• Tekst źródłowy:
--*--

Dekada

"Zwariował świat, który mnie wychował..."


Co miał w głowie chłopak ze zdjęcia? Najpewniej – nic. Bo i co może mieć przeciętny 17-latek? Kilka przeczytanych książek, parę obejrzanych filmów. Pierwsza, miłosna rozterka. Miał w sobie jednak ciekawość świata. Entuzjazm i łatwość, co jest jedyne, czego mu zazdroszczę. Potrafił wrócić z imprezy o czwartej nad ranem, usiąść do laptopa i napisać parę zdań na temat otaczającego go – wówczas – świata. W jakim był stanie, nie wiem. Potrafił wejść bezszelestnie do domu, nie obudzić rodziców, więc nie było chyba tak źle. Pisał jednak kiepsko, ale był konsekwentny i chciał się rozwijać. 


W 2014 założył bloga i tak jego pasja trwa do dziś. Dzień dobry – czas przejść do narracji w pierwszej osobie. 


Nie lubię żyć wspomnieniami. Jak powiedział kultowy Forrest Gump: “Aby ruszyć naprzód, trzeba zapomnieć o przeszłości”. Ale to 10 lat… Nie wypada nie napisać swego rodzaju summarium. Czy to szmat czasu? Nie wiem, ale przez ten czas wydarzyło się naprawdę wiele. Z wieloma osobami potraciłem kontakt – proza życia. Pozostali jednak ci, którzy wspierali mnie od początku tej drogi, za co dziękuję! Urok nastoletnich dziewczyn, do których wzdychałem, przeminął samoistnie. Usłyszałem wiele miłych słów, kilka gorzkich również. Jedne motywowały mnie zawsze do dalszego pisania, drugie… do lepszego pisania. 


10 lat wstecz nikt nie myślał, że powstanie sztuczna inteligencja, która napisze wszystko za ciebie. Że powstanie tik-tok i krótkie formy wideo będą najpopularniejszym nośnikiem informacji. Zmierzch prasy i tradycyjnych mediów? To akurat było do przewidzenia. Już wtedy mówiono mi, że pisanie nie ma sensu. Media społecznościowe miały tendencję wznoszącą. Królował Facebook, coraz mocniej rozpychał się Instagram. 


Nie pozostało mi nic innego, jak dostosować się do otaczających realiów. Jako humanista ze zdolnością do pisania można pisać teksty reklamowe, prowadzić strony, przeprowadzać kampanie reklamowe. Łatwiej przychodzi nauczenie się tworzenia grafik czy montowania prostych form wideo. Pole do popisu w dzisiejszych realiach jest ogromne – wystarczy chcieć i być otwartym. 


Parafrazując Zafona, artysta nigdy nie zapomni dnia, w którym po raz pierwszy przyjmuje pieniądze lub pochlebstwo w zamian za tekst. Nigdy nie zapomina tego momentu, kiedy po raz pierwszy słodka trucizna próżności zaczyna krążyć mu w żyłach, wierząc, że jeśli zdoła ukryć swój brak talentu, sen o pisarstwie zapewni mu dach nad głową, ciepłą strawę pod wieczór i ziści jego największe marzenie: ujrzy swoje nazwisko wydrukowane na nędznym skrawku papieru, który zapewne go przeżyje. Artysta skazany jest na wieczne wspomnienie tej chwili, bo właśnie wtedy został zgubiony na zawsze, a za jego duszę już wyznaczono cenę.

--*--

• Materiał:
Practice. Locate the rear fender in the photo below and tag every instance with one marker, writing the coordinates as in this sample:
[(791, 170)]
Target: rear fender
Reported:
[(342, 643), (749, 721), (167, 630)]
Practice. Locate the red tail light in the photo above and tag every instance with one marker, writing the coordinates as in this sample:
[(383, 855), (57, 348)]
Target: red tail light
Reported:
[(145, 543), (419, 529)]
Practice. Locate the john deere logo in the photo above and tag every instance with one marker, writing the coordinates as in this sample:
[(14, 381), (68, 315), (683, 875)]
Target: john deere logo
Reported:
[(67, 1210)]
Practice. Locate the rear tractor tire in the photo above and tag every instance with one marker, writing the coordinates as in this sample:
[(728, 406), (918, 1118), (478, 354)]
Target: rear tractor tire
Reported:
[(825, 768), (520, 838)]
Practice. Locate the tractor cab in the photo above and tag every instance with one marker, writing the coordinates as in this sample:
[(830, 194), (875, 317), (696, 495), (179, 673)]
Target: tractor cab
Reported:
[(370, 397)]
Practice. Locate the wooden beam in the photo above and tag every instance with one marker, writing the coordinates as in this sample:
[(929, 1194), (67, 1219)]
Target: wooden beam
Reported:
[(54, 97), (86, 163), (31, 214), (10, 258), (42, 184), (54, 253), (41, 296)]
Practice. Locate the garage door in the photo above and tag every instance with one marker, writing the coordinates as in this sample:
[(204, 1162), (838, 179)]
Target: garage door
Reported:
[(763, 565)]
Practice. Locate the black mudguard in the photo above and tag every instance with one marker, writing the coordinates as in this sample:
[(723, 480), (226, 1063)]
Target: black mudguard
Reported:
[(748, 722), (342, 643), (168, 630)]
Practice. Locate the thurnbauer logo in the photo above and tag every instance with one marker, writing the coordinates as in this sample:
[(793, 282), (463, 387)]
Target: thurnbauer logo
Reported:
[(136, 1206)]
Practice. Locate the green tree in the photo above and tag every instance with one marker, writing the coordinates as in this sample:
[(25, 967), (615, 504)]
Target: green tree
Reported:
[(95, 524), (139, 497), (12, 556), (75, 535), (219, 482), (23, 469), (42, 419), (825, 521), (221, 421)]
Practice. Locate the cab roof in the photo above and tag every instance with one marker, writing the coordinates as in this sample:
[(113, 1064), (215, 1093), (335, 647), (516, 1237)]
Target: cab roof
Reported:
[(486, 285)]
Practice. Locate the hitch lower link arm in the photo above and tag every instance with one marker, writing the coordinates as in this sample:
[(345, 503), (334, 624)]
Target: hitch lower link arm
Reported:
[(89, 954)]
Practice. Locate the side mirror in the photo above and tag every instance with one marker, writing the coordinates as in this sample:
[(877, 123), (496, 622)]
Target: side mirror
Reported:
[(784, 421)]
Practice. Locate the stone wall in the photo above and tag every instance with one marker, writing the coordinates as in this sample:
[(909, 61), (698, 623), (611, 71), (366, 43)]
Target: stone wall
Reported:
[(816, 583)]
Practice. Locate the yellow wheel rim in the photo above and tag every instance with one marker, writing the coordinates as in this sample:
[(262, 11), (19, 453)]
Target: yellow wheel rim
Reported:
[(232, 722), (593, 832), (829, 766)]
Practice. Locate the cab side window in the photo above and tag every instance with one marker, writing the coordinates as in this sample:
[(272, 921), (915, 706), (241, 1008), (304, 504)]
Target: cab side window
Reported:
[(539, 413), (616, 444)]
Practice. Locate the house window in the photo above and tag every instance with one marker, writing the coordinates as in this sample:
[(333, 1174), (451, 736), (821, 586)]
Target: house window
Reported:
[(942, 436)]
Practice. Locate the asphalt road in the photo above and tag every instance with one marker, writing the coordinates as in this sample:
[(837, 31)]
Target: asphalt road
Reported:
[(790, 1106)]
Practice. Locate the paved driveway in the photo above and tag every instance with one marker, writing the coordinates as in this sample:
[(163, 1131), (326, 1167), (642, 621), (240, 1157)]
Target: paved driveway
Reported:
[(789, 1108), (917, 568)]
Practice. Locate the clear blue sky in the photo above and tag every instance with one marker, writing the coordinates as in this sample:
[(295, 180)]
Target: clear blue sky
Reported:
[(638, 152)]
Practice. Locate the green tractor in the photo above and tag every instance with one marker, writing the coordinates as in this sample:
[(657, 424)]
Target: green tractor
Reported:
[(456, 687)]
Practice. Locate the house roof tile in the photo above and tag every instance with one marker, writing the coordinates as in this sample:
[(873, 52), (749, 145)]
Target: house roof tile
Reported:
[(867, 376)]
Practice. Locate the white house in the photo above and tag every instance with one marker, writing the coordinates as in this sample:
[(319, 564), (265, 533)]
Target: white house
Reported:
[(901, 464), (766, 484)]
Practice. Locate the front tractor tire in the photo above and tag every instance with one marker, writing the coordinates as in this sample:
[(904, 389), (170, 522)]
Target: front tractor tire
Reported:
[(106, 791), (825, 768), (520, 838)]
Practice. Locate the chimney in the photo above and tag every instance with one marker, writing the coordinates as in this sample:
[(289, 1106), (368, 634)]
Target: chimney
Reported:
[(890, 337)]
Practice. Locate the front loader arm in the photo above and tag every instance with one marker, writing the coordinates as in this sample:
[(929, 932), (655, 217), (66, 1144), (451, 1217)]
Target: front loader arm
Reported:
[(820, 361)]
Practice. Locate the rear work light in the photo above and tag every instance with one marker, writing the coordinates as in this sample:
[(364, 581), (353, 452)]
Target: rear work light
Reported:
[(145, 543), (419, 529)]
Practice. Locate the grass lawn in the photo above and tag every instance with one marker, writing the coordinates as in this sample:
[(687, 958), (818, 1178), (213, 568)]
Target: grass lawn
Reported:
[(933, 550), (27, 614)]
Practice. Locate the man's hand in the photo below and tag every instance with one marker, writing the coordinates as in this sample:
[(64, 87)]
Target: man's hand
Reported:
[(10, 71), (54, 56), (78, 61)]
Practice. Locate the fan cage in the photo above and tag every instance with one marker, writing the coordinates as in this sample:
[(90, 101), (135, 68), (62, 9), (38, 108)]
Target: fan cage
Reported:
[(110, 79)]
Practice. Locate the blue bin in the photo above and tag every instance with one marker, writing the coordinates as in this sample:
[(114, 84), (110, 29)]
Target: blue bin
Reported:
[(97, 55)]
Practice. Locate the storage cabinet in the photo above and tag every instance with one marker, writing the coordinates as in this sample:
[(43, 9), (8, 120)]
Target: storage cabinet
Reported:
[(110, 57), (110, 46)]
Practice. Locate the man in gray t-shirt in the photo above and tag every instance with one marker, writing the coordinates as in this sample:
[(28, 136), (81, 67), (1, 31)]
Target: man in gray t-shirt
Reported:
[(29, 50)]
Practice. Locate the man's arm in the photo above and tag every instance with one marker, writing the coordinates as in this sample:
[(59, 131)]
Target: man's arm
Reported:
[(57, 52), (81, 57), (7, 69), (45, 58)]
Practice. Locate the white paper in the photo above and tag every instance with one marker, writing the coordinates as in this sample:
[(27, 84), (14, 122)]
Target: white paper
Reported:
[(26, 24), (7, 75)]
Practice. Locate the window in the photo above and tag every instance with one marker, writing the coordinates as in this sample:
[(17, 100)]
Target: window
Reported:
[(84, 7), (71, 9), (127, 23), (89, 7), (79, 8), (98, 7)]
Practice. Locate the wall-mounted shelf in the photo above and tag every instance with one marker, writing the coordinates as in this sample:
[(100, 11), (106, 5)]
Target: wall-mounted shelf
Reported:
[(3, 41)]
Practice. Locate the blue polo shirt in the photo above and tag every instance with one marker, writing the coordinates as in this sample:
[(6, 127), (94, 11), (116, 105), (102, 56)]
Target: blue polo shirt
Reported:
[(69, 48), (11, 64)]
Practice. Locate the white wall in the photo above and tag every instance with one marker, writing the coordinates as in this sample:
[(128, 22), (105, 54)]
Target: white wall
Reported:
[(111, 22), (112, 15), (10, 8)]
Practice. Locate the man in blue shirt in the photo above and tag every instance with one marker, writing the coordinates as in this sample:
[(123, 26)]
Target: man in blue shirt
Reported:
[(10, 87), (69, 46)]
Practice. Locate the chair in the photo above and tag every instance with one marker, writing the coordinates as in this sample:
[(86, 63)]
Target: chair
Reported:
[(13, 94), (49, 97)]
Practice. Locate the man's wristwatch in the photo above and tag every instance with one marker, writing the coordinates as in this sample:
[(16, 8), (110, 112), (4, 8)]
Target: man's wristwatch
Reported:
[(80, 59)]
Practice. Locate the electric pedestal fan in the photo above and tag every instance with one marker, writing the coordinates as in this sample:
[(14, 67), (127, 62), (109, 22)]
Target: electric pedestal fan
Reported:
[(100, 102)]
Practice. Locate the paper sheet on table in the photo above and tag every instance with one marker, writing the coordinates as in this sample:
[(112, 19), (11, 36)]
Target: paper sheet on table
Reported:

--*--

Streść tekst źródłowy w dwóch zdaniach.

• Wynik ćwiczenia: Tekst przedstawia 17-latka, który pisał kiepsko, lecz konsekwentnie, i w 2014 roku założył bloga prowadzonego do dziś. Po dziesięciu latach, w świecie sztucznej inteligencji, krótkich form wideo i zmierzchu prasy, autor bloga przyznaje, że musiał dostosować się do realiów, bo umiejętność pisania pozwala m.in. tworzyć teksty reklamowe i prowadzić strony.